▶ _Data rows_:
◇ ◇ ◇ ◇ ◇ ◇ ◇
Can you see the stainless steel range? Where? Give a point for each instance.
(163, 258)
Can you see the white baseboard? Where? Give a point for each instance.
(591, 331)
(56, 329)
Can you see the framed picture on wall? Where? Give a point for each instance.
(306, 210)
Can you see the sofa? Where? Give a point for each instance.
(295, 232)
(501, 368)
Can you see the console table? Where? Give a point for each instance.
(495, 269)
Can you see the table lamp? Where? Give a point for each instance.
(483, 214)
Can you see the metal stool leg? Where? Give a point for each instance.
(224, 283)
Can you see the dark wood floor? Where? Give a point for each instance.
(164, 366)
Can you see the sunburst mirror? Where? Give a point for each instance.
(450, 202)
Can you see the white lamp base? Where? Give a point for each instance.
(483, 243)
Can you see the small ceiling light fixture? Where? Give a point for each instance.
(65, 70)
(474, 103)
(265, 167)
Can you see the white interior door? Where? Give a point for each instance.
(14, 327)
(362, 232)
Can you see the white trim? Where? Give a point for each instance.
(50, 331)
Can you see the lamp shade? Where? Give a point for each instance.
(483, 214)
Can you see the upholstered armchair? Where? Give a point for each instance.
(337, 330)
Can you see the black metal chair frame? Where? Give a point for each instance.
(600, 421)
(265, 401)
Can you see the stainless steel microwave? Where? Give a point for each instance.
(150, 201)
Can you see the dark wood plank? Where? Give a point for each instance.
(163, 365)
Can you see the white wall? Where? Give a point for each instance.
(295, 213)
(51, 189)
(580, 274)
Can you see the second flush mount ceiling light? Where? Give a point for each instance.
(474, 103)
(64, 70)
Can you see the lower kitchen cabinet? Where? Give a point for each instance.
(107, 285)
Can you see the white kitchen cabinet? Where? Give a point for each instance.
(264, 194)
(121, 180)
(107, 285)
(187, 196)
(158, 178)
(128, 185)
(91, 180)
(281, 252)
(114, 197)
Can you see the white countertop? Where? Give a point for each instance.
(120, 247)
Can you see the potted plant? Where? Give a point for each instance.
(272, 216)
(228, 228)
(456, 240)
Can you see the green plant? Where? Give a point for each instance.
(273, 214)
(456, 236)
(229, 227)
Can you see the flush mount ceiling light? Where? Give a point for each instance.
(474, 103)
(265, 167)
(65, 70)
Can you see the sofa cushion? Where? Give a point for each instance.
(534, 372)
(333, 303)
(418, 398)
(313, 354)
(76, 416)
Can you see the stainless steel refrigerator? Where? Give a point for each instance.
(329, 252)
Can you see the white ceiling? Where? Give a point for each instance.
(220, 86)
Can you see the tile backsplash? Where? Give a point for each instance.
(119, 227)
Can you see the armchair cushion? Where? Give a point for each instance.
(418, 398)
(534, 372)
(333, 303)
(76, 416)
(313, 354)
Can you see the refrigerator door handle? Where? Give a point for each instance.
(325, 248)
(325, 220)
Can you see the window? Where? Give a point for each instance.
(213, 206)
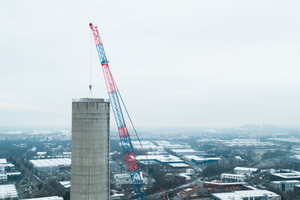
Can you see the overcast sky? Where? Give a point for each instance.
(177, 63)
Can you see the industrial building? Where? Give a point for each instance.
(219, 185)
(8, 192)
(285, 176)
(175, 168)
(122, 180)
(247, 144)
(285, 185)
(246, 194)
(233, 177)
(161, 159)
(188, 152)
(47, 198)
(6, 165)
(293, 159)
(147, 145)
(90, 149)
(202, 161)
(246, 170)
(168, 145)
(51, 164)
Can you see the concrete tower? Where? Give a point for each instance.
(90, 149)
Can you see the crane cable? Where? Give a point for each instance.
(90, 95)
(140, 143)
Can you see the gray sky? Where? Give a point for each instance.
(176, 63)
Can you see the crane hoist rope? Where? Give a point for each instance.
(115, 97)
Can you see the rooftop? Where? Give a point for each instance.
(240, 195)
(246, 169)
(87, 100)
(51, 162)
(8, 191)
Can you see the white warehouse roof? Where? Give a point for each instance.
(47, 198)
(245, 169)
(51, 162)
(8, 191)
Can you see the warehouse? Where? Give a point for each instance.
(285, 176)
(285, 185)
(202, 161)
(233, 177)
(161, 159)
(246, 170)
(51, 164)
(218, 185)
(188, 152)
(8, 192)
(246, 194)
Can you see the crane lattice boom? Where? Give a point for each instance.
(117, 110)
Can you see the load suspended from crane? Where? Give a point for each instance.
(125, 140)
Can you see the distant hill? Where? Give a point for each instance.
(253, 127)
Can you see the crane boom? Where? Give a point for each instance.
(125, 140)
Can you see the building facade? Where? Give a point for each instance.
(90, 149)
(285, 185)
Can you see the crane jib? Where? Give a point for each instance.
(125, 140)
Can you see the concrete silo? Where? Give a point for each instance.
(90, 149)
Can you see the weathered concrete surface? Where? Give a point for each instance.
(90, 149)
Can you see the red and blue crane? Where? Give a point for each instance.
(115, 97)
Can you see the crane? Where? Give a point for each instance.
◇ ◇ ◇ ◇ ◇ ◇ ◇
Your copy should match the entries exactly, minus the pictures.

Can you see the stainless steel range? Where? Give a point for each instance.
(163, 258)
Can you see the white baseboard? Where? Give a point for each instance.
(591, 331)
(56, 329)
Can you see the framed picture on wall? Where? Give a point for each instance.
(306, 210)
Can you see the sofa? Where? Give a point for each instance.
(295, 232)
(501, 368)
Can you see the console table? Where? Give a point for each instance.
(495, 269)
Can you see the table lamp? Where? Give a point for each instance.
(483, 214)
Can you see the metal stool leg? Where? Give a point for each instance.
(224, 283)
Can you see the dark wood floor? Where? Give a point for each instance.
(164, 366)
Can you see the sunburst mirror? Where? Give a point for each instance.
(450, 202)
Can you see the white lamp base? Where? Give a point for each instance.
(483, 243)
Can you see the small ceiling light fixture? Where? Give a point for each instance.
(65, 70)
(474, 103)
(265, 167)
Can you see the white interior door? Where? Give a point for each instance.
(14, 327)
(362, 232)
Can you see the white trim? Where? Give a point for each instance.
(50, 331)
Can you see the lamp shade? Where? Give a point for each instance.
(483, 214)
Can you see the upholstered armchair? Where? Give a point for each instance.
(337, 330)
Can you see the black metal chair frame? Where? Give a point for each instance.
(600, 421)
(265, 401)
Can you see the stainless steel microwave? Where? Give a point for each instance.
(150, 201)
Can you see the dark wood plank? Where? Give a point for each instance.
(163, 365)
Can you see the white wall? Where? Give a point for each instance.
(295, 213)
(51, 189)
(580, 274)
Can you see the second flush mount ceiling light? Where? Give a point for each instance.
(474, 103)
(64, 70)
Can you see the lower kitchen cabinet? Where? Give a point for each instance.
(107, 285)
Can you see the white kitchen cabinet? Where? Give a point for each instance.
(264, 194)
(121, 180)
(107, 285)
(187, 196)
(158, 178)
(128, 185)
(91, 180)
(281, 252)
(114, 197)
Can you see the white countertop? Where? Give a point for each instance.
(120, 247)
Can you see the potted plant? Where? Give a point for each instance.
(272, 216)
(228, 228)
(456, 240)
Can you see the green plant? Where? Give a point for each instance.
(273, 214)
(456, 236)
(229, 227)
Can you see the flush mount ceiling light? Where? Give a point for each instance.
(474, 103)
(265, 167)
(65, 70)
Can you see the sofa cushion? Where? Give a point for each instance.
(534, 372)
(333, 303)
(418, 398)
(313, 354)
(76, 416)
Can you see the stainless steel refrigerator? Where? Give a point for each instance.
(329, 252)
Can you see the white ceiling? Where? Give a point for each instance.
(220, 86)
Can you see the tile backsplash? Where? Give a point for each instance.
(119, 227)
Can you see the armchair cushion? Where? Give a point for each instance.
(418, 398)
(534, 372)
(333, 303)
(76, 416)
(313, 354)
Can you see the refrigerator door handle? Where? Give a point for each instance.
(325, 248)
(325, 220)
Can you see the window? Where? Give a point for each instance.
(213, 206)
Can you see the overcast sky? Where? Give a point for each instance.
(177, 63)
Can you see the industrial building? Where? Give a point for each instance.
(219, 185)
(8, 192)
(285, 176)
(175, 168)
(122, 180)
(247, 144)
(285, 185)
(246, 194)
(233, 177)
(161, 159)
(188, 152)
(47, 198)
(6, 165)
(293, 159)
(147, 145)
(90, 149)
(202, 161)
(246, 170)
(168, 145)
(51, 164)
Can you see the concrete tower? Where? Give a point for each instance.
(90, 149)
Can you see the crane cable? Where? Give a point for each instance.
(90, 95)
(140, 143)
Can you see the gray sky? Where? Give a point for each instance.
(176, 63)
Can you see the crane hoist rope? Where? Give a point for each instance.
(115, 97)
Can you see the rooftop? Where? Give a point for each instance.
(240, 195)
(246, 169)
(87, 100)
(51, 162)
(8, 191)
Can you see the white warehouse roof? Where? Give a point for each instance.
(47, 198)
(245, 169)
(51, 162)
(8, 191)
Can you see the warehouse? Where? Give a point for each instance.
(285, 176)
(285, 185)
(202, 161)
(233, 177)
(161, 159)
(246, 170)
(51, 164)
(218, 185)
(188, 152)
(8, 192)
(246, 194)
Can you see the crane lattice boom? Where? Give a point for each instance.
(117, 110)
Can you see the load suspended from crane? Where? Give a point for each instance.
(125, 140)
Can you see the distant hill? Where? Give a point for each instance.
(253, 127)
Can you see the crane boom? Where? Give a point for each instance.
(125, 140)
Can you see the building facade? Where? Give a point for each instance.
(90, 149)
(285, 185)
Can you see the crane jib? Where? Give a point for each instance.
(125, 140)
Can you see the concrete silo? Where? Give a point for each instance.
(90, 149)
Can you see the weathered concrete surface? Where? Give a point for each instance.
(90, 149)
Can you see the red and blue crane? Where? Give a point for each instance.
(115, 97)
Can you see the crane? Where? Give a point for each instance.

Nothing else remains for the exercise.